Dataset entries
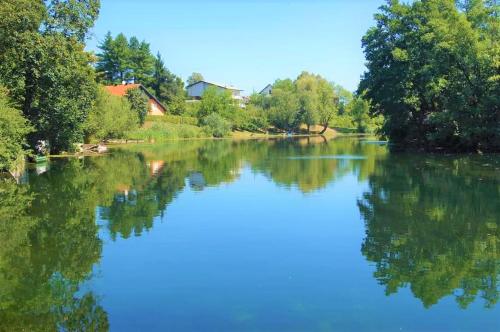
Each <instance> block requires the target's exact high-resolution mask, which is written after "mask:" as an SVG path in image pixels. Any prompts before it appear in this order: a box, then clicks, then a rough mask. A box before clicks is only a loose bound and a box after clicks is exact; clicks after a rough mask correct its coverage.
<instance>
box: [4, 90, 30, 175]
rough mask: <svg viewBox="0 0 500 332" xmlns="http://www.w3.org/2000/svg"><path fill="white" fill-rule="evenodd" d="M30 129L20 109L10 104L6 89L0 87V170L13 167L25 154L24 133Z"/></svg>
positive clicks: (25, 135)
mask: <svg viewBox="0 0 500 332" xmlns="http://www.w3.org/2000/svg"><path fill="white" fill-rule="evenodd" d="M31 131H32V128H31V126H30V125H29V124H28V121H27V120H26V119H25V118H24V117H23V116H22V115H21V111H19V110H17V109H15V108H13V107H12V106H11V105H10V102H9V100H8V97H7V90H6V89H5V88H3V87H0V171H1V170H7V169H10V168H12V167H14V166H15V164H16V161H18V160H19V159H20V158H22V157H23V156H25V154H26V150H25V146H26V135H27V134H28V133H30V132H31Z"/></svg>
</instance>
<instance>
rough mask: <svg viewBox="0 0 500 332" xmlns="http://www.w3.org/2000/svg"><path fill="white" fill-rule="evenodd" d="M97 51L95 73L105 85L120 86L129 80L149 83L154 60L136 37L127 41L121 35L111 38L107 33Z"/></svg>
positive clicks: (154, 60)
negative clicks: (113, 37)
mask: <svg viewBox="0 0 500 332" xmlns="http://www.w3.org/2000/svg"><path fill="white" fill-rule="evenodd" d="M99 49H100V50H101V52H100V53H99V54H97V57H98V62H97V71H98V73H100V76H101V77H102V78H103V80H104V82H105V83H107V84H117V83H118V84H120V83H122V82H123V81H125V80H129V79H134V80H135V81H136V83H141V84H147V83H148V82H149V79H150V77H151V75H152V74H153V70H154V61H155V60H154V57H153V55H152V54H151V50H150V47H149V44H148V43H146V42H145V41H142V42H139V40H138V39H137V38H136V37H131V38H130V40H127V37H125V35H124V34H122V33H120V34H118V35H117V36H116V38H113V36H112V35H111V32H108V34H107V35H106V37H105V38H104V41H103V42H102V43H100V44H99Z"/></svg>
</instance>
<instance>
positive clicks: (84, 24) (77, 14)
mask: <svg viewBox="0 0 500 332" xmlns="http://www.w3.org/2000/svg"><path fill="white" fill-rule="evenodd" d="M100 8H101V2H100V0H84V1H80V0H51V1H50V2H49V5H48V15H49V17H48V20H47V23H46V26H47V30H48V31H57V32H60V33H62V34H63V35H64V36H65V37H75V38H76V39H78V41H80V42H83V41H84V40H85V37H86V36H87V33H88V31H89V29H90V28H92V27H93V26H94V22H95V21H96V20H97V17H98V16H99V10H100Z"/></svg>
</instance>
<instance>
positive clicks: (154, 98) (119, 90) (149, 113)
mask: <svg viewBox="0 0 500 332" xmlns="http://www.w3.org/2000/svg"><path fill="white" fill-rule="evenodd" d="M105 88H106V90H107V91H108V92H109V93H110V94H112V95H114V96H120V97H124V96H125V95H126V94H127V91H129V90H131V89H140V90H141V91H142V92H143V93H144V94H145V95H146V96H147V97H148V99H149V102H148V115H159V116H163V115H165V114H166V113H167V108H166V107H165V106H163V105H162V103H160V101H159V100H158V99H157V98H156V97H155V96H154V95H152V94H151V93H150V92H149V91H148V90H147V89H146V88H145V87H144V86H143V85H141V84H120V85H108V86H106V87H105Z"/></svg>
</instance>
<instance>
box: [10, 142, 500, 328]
* * *
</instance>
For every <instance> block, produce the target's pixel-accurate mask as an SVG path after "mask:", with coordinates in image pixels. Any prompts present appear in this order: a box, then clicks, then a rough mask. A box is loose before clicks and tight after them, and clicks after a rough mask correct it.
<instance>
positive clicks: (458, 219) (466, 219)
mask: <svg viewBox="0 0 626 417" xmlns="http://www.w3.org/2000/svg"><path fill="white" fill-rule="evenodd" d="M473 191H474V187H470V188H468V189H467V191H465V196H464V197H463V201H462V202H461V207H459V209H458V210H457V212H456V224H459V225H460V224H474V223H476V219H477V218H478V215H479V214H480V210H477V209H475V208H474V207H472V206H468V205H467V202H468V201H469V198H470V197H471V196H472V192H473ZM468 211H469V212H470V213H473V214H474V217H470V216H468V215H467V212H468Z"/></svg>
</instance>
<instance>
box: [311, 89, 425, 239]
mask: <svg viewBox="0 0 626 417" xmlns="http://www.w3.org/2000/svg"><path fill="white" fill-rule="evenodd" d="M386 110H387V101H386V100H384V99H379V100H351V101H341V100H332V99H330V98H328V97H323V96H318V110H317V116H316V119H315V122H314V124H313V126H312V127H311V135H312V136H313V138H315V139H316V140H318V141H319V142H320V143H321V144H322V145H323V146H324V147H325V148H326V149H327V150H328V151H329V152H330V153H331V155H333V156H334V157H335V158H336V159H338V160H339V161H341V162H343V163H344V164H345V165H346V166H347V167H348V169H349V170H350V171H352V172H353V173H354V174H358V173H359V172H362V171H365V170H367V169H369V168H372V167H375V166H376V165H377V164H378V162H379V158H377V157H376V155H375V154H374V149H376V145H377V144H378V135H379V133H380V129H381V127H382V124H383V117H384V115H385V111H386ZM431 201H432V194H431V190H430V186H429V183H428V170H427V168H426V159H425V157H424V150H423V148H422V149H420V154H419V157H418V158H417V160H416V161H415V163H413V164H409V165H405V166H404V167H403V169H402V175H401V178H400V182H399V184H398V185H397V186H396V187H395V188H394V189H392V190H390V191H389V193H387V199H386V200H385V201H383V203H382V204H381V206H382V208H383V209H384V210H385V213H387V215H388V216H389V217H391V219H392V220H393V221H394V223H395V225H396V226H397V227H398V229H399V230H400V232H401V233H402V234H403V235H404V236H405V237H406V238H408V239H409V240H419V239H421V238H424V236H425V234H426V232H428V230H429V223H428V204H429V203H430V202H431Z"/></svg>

=== Action item ===
Show each line above that contains the string "after". Case must match.

=== Expected answer ===
Each <instance> block requires the target's exact high-resolution mask, which is written after "mask:" as an SVG path in image pixels. Any prompts before it appear in this order: a box, then clicks, then a rough mask. A box before clicks is only a loose bound and a box after clicks is exact; clicks after a rough mask correct its coverage.
For every <instance> block, produce the target's pixel-accurate mask as an SVG path after "mask:", with coordinates in image pixels. Any prompts present appear in this order: a box, then clicks, then a rough mask. A box is loose before clicks and tight after them, and clicks after a rough mask correct it.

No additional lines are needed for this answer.